▸ Rows:
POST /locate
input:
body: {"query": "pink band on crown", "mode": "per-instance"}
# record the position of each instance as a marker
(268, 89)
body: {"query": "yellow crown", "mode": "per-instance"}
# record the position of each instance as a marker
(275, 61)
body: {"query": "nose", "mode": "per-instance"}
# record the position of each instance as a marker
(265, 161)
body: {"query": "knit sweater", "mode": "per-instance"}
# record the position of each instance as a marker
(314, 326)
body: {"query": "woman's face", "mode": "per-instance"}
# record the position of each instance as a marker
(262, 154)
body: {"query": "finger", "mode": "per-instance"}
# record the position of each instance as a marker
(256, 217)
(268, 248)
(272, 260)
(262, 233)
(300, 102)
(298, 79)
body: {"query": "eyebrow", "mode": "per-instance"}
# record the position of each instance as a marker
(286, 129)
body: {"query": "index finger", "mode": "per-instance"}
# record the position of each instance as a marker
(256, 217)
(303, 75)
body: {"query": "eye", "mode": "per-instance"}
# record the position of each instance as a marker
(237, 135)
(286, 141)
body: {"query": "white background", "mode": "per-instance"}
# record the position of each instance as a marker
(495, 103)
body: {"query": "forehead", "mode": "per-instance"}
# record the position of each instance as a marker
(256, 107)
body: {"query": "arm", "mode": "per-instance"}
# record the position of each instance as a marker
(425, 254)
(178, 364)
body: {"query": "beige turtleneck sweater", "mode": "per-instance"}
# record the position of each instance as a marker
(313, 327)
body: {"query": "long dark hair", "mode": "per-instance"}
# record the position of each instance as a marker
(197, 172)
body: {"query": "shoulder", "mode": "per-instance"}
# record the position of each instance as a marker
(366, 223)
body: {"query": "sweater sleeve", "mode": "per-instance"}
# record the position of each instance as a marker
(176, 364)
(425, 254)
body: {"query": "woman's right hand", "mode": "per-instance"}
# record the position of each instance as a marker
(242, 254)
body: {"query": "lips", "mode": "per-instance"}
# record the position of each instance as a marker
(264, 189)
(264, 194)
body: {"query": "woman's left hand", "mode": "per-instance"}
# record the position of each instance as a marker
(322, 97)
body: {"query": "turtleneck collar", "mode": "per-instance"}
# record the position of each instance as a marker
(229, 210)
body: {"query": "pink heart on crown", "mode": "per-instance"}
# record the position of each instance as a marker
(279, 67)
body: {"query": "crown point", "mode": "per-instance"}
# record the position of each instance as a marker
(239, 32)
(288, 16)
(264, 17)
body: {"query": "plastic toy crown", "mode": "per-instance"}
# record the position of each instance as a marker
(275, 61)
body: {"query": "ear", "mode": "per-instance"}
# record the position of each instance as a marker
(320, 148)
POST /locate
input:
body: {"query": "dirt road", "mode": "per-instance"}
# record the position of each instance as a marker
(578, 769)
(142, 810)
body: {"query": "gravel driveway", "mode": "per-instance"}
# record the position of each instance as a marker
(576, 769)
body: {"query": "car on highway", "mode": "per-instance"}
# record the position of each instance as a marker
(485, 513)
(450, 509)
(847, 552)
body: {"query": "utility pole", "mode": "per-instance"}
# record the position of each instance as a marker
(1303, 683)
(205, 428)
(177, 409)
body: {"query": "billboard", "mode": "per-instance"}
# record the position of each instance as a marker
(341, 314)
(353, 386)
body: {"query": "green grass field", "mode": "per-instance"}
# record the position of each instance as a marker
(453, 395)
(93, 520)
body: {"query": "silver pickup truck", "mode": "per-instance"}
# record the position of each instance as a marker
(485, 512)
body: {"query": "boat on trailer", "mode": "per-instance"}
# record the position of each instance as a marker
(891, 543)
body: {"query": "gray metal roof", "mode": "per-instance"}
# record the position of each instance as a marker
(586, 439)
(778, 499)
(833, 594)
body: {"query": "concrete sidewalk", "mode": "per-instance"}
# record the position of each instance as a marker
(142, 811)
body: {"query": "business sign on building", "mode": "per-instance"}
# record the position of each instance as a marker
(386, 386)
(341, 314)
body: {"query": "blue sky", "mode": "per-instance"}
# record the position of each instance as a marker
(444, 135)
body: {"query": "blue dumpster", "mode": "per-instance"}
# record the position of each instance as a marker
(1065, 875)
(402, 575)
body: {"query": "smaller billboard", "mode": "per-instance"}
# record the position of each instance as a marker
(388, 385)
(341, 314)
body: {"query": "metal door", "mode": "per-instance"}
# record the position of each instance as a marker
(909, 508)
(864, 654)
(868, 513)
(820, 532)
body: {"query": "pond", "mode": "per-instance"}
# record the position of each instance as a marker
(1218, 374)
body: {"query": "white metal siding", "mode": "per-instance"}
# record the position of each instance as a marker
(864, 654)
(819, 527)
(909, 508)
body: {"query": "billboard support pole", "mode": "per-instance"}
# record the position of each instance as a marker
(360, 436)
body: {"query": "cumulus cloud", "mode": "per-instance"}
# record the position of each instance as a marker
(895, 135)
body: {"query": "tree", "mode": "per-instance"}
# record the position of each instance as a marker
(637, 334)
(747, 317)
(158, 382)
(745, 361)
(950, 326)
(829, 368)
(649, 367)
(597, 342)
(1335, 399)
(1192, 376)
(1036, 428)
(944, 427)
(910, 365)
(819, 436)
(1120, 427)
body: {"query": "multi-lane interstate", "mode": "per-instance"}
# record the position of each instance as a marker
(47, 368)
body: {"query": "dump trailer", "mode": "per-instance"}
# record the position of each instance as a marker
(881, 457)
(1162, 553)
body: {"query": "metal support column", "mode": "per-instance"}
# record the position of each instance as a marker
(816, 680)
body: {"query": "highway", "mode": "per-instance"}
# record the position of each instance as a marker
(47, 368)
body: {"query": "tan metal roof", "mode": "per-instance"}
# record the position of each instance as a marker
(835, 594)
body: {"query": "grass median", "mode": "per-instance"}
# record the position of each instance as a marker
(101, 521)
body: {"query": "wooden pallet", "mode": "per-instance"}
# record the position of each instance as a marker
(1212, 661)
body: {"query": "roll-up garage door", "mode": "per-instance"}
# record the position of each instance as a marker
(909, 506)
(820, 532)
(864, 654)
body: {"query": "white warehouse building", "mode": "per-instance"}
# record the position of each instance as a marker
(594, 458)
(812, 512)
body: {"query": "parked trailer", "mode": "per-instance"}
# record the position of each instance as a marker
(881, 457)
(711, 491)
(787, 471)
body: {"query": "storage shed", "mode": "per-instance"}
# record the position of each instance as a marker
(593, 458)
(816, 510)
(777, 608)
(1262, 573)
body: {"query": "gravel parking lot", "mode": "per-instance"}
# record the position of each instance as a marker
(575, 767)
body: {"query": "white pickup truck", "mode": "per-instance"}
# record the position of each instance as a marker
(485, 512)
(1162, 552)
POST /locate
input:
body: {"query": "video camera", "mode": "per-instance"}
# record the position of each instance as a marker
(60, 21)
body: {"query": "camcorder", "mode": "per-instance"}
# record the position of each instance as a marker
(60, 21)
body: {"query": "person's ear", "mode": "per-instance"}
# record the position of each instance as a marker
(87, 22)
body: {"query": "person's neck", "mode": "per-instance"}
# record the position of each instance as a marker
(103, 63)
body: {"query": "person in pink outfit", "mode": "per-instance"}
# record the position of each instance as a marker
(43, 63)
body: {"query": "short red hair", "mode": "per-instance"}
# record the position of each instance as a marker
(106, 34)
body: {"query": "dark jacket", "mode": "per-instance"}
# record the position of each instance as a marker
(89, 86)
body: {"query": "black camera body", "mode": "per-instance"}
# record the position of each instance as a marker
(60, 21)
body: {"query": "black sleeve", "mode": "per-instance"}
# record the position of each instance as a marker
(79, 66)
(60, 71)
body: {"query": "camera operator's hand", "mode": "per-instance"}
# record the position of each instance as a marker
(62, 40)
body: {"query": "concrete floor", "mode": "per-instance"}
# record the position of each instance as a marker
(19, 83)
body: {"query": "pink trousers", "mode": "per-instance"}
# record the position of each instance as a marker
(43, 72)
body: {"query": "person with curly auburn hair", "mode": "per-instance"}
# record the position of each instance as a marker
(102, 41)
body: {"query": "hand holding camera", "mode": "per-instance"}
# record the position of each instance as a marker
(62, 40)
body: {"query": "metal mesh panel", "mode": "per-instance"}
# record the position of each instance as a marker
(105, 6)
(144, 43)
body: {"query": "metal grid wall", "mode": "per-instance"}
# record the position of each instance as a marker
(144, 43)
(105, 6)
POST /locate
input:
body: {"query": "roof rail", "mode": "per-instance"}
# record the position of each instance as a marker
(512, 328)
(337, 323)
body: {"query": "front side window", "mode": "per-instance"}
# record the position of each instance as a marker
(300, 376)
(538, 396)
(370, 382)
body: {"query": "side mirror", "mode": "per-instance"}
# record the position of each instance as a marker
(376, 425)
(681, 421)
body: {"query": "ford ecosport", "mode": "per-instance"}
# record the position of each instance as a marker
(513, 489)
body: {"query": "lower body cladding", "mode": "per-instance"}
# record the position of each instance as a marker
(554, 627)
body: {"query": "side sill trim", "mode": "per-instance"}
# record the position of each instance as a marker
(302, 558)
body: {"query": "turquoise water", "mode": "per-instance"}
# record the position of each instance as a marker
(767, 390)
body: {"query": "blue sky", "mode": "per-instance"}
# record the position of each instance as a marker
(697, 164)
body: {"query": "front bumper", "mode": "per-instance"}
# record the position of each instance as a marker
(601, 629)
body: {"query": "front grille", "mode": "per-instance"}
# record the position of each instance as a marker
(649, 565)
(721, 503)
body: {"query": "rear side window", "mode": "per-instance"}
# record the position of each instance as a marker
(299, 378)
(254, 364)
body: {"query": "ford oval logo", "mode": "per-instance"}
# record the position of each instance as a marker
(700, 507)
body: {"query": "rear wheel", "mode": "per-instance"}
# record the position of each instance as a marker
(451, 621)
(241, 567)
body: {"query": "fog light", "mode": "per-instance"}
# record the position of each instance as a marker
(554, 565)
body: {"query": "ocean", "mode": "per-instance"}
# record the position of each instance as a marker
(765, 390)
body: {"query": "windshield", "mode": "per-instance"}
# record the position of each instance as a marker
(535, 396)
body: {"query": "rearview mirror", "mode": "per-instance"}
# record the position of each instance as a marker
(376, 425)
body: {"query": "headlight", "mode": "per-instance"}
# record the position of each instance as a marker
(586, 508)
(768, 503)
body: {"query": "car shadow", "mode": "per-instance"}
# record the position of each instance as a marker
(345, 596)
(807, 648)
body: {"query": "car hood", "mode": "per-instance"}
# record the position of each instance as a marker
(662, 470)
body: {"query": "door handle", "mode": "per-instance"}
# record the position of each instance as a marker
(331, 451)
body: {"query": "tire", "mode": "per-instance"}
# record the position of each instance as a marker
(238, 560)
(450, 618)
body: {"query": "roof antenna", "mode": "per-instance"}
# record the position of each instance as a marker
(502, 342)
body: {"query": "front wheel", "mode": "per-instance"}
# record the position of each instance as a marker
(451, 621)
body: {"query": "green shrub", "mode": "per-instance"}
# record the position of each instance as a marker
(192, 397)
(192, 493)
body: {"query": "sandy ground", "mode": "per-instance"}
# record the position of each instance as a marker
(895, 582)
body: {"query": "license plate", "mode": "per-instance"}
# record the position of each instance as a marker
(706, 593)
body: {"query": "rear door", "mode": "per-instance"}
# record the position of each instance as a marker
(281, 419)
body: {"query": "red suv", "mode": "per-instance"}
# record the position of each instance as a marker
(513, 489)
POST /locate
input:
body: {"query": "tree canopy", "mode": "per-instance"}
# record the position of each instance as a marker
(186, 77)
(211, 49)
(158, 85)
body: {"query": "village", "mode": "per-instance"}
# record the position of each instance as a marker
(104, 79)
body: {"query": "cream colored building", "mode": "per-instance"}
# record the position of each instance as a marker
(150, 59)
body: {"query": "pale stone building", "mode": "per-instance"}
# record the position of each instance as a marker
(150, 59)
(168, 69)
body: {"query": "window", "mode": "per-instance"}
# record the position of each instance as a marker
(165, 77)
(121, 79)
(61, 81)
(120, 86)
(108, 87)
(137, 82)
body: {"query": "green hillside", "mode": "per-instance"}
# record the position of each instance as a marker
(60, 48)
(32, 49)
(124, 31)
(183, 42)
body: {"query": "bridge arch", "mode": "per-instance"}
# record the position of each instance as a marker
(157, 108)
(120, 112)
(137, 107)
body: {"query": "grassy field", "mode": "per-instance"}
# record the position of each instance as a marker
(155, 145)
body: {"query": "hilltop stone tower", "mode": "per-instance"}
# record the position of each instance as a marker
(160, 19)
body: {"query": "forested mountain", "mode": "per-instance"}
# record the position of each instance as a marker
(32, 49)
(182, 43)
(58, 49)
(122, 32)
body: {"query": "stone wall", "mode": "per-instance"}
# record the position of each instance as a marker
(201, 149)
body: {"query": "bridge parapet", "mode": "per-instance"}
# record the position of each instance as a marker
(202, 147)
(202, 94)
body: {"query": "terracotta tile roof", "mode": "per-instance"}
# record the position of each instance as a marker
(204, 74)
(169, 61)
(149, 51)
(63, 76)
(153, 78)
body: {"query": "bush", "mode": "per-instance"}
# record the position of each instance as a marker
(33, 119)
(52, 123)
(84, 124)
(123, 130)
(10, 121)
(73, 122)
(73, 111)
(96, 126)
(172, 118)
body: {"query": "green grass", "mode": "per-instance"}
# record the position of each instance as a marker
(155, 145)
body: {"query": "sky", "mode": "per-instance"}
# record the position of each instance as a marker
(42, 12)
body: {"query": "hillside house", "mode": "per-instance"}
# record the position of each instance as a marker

▸ What the task requires: Report how many lines in the rows above contain the string "metal", with case counting. Give only the number.

▸ Written solution: 7